• Do this
Extract, verbatim, all lines starting at the one containing "Tag a single point on each instance of the metal" and ending with the final line of the listing, and no others.

• Provided data
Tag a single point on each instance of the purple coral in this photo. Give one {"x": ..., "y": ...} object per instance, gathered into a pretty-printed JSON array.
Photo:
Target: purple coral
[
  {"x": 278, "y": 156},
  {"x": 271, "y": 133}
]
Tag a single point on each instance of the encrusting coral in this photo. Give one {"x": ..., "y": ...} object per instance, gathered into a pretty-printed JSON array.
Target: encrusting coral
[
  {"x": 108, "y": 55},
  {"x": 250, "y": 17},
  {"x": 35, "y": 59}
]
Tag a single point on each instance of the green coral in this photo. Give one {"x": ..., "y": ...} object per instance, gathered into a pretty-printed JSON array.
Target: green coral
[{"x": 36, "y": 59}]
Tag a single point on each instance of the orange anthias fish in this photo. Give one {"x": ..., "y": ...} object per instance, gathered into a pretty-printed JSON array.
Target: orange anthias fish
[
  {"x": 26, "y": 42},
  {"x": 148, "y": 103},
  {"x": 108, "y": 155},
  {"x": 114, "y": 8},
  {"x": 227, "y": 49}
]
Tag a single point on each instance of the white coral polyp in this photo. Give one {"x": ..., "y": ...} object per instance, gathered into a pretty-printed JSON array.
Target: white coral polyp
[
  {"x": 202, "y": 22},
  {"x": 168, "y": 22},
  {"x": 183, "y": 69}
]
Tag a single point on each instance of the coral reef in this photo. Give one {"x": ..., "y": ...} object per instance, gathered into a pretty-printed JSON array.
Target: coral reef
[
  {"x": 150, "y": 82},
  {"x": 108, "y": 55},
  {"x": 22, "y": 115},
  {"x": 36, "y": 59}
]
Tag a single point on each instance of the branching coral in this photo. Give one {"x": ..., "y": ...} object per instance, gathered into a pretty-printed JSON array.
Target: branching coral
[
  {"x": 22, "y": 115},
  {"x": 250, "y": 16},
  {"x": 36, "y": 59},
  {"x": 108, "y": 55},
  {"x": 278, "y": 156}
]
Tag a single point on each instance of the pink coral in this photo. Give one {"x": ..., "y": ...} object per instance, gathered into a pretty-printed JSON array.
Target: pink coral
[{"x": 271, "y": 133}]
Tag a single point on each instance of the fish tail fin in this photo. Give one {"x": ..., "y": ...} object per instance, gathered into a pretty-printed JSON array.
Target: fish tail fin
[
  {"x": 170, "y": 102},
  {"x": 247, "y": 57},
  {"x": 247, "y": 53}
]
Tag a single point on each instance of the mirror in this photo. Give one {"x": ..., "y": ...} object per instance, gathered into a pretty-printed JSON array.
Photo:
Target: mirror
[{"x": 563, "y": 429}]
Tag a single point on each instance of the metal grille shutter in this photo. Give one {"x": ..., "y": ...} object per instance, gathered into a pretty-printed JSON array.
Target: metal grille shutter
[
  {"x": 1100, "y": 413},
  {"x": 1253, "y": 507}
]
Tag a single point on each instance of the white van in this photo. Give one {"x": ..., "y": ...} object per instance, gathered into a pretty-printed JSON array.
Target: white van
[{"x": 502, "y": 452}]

• Response
Tag a single point on each instance of the metal grille shutter in this photo. Give one {"x": ..., "y": ...} object per instance, gathered into a pretty-printed JSON array.
Target: metal grille shutter
[
  {"x": 1100, "y": 413},
  {"x": 1253, "y": 507}
]
Tag a single point on each instance of the white van in this photo. Give one {"x": ..., "y": ...} object per instance, gathered into a pretty-printed JSON array.
Target: white van
[{"x": 502, "y": 452}]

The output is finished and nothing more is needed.